Description of the task | Report the number of lines holding "area" in the material below, and nothing more.

Data to use |

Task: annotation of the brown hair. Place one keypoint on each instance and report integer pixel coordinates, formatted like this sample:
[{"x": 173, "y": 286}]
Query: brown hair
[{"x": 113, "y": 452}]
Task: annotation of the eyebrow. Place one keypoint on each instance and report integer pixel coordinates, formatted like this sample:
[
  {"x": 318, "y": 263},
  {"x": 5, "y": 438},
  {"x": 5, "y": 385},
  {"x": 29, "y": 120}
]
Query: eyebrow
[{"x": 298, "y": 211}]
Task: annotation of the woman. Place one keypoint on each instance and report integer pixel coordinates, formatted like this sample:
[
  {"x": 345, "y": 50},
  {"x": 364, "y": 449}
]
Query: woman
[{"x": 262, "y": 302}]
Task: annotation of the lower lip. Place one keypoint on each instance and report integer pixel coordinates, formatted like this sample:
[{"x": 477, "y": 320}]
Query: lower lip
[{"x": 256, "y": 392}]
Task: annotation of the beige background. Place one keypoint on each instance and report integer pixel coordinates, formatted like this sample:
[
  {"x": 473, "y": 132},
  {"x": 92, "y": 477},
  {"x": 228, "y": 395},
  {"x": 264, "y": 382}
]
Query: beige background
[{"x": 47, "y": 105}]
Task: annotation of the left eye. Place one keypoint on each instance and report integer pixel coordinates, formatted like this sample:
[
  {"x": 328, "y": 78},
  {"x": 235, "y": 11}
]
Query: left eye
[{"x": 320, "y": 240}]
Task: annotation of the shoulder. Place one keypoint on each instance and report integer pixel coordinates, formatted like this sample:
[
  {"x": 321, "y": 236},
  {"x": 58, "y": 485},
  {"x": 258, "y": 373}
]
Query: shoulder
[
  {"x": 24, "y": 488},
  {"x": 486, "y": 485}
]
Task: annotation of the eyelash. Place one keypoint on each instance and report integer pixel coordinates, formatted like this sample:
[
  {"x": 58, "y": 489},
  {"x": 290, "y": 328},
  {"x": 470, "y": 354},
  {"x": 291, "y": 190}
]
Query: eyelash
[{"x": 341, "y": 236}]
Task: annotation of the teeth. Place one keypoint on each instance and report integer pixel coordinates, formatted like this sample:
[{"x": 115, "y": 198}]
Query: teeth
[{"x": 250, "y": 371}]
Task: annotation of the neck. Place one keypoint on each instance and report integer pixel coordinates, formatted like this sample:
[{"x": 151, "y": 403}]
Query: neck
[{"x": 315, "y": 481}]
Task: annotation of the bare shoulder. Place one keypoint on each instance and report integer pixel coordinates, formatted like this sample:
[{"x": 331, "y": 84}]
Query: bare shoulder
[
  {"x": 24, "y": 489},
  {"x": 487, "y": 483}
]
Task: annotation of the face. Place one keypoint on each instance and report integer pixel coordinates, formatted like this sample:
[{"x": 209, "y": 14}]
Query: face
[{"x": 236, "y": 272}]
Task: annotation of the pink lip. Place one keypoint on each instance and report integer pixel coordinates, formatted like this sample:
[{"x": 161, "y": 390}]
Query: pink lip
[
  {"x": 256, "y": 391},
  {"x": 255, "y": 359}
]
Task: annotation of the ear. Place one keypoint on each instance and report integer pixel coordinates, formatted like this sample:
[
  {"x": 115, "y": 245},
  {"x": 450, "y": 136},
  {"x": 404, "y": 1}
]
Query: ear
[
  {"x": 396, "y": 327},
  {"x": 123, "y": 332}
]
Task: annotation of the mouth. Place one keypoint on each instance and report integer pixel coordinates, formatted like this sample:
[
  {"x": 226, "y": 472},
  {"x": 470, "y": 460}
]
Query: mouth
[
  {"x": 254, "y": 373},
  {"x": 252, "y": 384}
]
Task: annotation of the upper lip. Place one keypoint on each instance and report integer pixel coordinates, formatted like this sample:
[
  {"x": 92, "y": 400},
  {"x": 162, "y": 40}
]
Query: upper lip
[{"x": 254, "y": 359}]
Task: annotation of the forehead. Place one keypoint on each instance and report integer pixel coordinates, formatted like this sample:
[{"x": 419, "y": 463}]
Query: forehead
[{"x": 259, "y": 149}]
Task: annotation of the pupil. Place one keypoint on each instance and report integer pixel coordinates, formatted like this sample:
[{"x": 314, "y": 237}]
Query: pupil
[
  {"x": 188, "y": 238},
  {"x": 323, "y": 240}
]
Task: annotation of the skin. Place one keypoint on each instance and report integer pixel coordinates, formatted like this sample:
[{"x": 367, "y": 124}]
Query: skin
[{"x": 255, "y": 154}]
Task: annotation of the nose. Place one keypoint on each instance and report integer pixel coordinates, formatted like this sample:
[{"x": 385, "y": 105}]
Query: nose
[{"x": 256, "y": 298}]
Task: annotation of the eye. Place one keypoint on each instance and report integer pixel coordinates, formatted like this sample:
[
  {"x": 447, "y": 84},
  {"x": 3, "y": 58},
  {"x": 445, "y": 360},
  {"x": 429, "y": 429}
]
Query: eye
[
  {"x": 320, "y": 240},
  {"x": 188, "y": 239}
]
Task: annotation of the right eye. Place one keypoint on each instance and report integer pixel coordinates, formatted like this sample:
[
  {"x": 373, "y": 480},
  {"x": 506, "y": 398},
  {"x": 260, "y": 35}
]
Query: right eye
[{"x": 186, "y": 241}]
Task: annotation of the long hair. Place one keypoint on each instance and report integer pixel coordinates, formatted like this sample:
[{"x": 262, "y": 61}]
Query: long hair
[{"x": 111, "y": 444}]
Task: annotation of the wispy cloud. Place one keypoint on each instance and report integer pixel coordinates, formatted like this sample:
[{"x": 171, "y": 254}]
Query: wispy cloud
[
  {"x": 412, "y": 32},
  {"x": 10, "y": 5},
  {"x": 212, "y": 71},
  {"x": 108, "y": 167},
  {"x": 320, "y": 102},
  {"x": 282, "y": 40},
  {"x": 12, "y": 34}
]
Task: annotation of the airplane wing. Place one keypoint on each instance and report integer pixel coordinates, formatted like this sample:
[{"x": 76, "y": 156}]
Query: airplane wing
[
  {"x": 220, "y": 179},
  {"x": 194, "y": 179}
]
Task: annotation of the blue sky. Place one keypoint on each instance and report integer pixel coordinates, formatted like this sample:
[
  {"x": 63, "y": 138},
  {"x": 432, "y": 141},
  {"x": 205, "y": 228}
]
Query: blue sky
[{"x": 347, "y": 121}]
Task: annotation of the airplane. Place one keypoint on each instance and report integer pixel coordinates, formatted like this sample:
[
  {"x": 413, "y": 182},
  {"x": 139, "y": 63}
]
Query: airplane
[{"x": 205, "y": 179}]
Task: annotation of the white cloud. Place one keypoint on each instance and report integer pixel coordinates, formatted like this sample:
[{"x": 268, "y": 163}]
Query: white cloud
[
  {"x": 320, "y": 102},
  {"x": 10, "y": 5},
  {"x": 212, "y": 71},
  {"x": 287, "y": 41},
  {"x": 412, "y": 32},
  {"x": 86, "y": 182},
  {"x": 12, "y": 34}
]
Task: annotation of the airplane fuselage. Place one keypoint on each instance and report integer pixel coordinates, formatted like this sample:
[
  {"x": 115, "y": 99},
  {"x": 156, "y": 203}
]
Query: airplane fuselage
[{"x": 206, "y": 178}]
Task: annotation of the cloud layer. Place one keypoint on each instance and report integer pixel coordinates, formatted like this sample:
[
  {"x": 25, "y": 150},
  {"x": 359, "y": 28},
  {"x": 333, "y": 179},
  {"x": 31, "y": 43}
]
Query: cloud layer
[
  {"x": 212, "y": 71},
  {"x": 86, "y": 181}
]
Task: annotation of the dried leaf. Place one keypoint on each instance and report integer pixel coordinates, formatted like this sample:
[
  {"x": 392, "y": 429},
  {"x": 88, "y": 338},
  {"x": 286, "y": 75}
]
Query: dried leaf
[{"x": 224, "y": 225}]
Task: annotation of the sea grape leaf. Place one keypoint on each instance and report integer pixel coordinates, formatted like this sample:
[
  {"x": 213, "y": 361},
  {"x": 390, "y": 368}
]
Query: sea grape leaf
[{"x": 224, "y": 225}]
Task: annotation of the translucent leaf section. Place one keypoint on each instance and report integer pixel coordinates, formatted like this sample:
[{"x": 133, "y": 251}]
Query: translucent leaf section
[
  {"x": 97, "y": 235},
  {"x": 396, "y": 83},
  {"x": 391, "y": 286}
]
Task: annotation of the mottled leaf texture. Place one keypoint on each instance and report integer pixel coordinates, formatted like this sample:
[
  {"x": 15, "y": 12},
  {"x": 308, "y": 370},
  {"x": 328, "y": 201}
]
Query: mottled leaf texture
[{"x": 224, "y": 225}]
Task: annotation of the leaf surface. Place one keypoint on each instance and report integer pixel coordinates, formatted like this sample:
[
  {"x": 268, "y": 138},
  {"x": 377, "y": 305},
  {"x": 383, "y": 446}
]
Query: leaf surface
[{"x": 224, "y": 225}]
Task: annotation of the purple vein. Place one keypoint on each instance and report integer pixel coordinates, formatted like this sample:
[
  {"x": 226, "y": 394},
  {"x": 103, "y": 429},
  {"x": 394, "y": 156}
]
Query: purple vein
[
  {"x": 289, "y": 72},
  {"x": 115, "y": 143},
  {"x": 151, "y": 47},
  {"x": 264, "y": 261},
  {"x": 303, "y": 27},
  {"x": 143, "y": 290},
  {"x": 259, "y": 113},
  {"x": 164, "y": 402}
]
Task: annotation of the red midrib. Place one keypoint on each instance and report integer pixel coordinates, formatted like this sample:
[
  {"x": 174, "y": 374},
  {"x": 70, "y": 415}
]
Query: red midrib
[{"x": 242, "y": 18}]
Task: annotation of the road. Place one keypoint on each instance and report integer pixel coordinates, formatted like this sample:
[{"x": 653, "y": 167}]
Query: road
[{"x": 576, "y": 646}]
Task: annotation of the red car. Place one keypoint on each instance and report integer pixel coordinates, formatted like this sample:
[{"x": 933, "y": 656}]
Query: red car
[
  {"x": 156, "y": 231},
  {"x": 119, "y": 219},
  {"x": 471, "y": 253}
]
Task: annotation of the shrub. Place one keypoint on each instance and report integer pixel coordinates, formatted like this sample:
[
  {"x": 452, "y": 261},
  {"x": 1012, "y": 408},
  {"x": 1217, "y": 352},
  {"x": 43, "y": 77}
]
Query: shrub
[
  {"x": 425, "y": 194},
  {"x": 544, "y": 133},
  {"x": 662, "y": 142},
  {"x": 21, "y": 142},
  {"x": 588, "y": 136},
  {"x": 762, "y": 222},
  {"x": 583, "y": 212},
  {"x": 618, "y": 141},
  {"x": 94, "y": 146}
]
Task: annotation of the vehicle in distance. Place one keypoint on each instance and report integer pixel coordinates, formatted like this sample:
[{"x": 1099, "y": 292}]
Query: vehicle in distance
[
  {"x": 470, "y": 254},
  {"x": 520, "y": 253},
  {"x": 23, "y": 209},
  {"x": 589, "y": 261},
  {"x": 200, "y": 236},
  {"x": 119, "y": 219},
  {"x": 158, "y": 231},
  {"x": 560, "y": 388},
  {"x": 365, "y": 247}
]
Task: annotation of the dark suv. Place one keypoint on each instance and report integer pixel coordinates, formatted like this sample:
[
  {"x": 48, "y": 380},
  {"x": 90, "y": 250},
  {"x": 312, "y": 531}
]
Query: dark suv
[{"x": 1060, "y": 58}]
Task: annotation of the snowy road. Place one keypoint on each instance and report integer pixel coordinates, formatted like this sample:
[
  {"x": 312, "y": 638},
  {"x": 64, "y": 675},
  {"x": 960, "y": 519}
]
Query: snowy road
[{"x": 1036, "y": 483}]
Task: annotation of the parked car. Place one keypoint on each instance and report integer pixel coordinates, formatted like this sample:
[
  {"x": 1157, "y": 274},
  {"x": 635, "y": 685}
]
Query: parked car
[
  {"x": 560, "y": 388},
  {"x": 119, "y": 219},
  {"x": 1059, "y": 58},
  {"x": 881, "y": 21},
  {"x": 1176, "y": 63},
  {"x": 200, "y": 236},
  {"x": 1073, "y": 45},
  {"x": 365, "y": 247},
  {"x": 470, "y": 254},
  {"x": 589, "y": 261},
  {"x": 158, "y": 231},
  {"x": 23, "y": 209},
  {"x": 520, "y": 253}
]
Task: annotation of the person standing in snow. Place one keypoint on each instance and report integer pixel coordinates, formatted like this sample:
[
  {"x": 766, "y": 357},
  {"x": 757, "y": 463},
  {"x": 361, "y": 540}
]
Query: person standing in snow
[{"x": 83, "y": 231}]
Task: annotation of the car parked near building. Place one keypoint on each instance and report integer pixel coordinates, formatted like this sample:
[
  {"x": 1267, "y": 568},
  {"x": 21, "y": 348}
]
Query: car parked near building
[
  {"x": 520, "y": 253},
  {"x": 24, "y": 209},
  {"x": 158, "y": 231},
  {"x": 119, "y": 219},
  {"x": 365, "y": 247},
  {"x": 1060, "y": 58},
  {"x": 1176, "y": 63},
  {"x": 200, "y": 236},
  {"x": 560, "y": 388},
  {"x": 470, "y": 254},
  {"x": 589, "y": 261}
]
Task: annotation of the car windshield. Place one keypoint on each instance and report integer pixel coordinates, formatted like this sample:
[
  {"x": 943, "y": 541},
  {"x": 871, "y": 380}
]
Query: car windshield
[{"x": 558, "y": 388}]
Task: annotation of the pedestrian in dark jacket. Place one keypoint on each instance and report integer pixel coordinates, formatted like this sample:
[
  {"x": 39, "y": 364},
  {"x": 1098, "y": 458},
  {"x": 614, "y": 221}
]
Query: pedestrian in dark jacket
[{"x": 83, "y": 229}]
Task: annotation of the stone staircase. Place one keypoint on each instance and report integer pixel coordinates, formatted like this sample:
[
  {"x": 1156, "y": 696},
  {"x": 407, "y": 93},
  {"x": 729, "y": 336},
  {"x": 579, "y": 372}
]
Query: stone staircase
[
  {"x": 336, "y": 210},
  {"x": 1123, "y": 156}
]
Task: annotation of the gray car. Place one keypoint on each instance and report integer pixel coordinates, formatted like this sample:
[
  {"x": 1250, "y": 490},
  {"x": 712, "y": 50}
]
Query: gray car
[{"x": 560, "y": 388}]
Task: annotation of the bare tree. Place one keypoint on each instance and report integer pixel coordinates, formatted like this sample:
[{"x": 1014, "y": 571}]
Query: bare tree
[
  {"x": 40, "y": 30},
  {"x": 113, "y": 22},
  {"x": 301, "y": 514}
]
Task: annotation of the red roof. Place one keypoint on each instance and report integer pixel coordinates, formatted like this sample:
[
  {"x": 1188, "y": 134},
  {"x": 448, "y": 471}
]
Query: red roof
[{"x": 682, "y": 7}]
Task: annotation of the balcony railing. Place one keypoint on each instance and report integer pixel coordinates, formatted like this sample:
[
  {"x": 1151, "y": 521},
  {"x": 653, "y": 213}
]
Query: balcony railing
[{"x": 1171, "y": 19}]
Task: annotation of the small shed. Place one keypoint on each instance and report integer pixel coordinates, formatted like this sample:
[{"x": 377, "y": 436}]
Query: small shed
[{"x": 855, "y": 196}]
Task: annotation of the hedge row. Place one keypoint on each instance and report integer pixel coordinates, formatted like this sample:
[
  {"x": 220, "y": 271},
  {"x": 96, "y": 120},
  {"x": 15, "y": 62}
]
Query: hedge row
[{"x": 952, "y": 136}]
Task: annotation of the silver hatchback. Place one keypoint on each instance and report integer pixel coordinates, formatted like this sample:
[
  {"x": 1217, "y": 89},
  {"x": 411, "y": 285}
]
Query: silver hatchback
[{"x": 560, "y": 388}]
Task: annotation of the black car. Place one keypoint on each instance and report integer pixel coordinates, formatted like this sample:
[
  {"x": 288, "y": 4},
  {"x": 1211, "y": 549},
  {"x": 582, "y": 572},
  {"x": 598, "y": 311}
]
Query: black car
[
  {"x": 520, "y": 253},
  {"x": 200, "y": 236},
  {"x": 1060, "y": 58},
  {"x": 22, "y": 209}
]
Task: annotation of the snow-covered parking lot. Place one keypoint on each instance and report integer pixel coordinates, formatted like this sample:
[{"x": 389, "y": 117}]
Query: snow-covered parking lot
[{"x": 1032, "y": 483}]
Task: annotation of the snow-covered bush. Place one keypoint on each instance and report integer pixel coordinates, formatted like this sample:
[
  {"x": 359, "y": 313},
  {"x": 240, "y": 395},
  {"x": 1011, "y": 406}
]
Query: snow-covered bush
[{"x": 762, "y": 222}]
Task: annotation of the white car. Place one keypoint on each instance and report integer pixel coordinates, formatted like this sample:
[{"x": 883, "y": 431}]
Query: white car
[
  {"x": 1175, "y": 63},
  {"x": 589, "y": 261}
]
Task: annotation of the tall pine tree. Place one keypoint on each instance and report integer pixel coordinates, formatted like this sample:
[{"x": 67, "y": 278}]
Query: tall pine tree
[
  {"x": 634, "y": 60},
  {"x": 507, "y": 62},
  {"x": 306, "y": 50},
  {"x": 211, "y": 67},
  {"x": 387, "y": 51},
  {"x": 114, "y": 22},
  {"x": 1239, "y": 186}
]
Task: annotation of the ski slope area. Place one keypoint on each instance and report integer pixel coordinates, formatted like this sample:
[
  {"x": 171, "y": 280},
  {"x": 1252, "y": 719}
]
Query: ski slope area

Response | 2